Provided passage –

What does current guidance say on this issue?
NICE guidelines on care during labour (updated 2017) cover non-drug methods of pain relief such as use of water, massage and relaxation techniques. Drug options include inhalation pain-relief (Entonox), regional pain-relief (epidural/spinal) and intravenous or intramuscular opioids. NICE specifies that “pethidine, diamorphine or other opioids” are available in all birth settings, but the guideline doesn’t specify remifentanil.
Some local NHS hospital protocols cover criteria for use of patient-controlled remifentanil, mostly when pethidine or an epidural are unsuitable.
What are the implications?
This study indicates that the use of patient-controlled remifentanil has a place in the care of women in labour and its use may become more widespread across maternity units.
It was considered ethically inappropriate to administer double sham/placebo interventions (requiring inactive injections or infusions). This does raise the possibility that preconceptions around pethidine could have influenced epidural requests. However, the low rates of maternal or neonatal sedation or respiratory depression and decreased assisted delivery rate with remifentanil are promising objective findings.
Maternity services need to ensure that women understand the risks and benefits of different pain relief options. Potentially higher initial drug and equipment costs of PCA remifentanil need to be weighed against the costs of midwives’ and anaesthetists’ time and patients’ satisfaction.
Citation and Funding
Wilson M, MacArthur C, Hewitt CA, et al; RESPITE Trial Collaborative Group. Intravenous remifentanil patient-controlled analgesia versus intramuscular pethidine for pain relief in labour (RESPITE): an open-label, multicentre, randomised controlled trial. Lancet. 2018; 392(10148):662-72.
This project was independent research funded by the National Institute for Health Research (NIHR). The funder of the study had no role in study design, data collection, data analysis, data interpretation, or writing of the report.
Corfe, J. Management of remifentanil patient controlled analgesia for labour. Norwich: Norfolk and Norwich University Hospitals NHS Foundation Trust; 2017.
Jackson G. Remifentanil PCA for labour guidelines (GL769). Reading: Royal Berkshire NHS Trust; 2017.
NICE. Intrapartum care for healthy women and babies. CG190. London: National Institute for Health and Care Excellence; 2014, updated 2017.
Weibel S, Jelting Y, Afshari A, et al. Patient-controlled analgesia with remifentanil versus alternative parenteral methods for pain management in labour. Cochrane Database Syst Rev. 2017;4:CD011989.

Region pointing data –
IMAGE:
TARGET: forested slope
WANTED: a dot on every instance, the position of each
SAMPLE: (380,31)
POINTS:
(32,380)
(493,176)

Problems to work on –
A – Duplicate everything in the remifentanil passage from "This project was" down to "Foundation Trust; 2017.".
B – Which non-drug methods of pain relief does the remifentanil passage say the NICE guidelines on care during labour cover?
C – According to the remifentanil passage, which body funded the project?

Answer set –
A –
This project was independent research funded by the National Institute for Health Research (NIHR). The funder of the study had no role in study design, data collection, data analysis, data interpretation, or writing of the report.
Corfe, J. Management of remifentanil patient controlled analgesia for labour. Norwich: Norfolk and Norwich University Hospitals NHS Foundation Trust; 2017.

B –
Use of water
Massage
Relaxation techniques

C – The National Institute for Health Research (NIHR).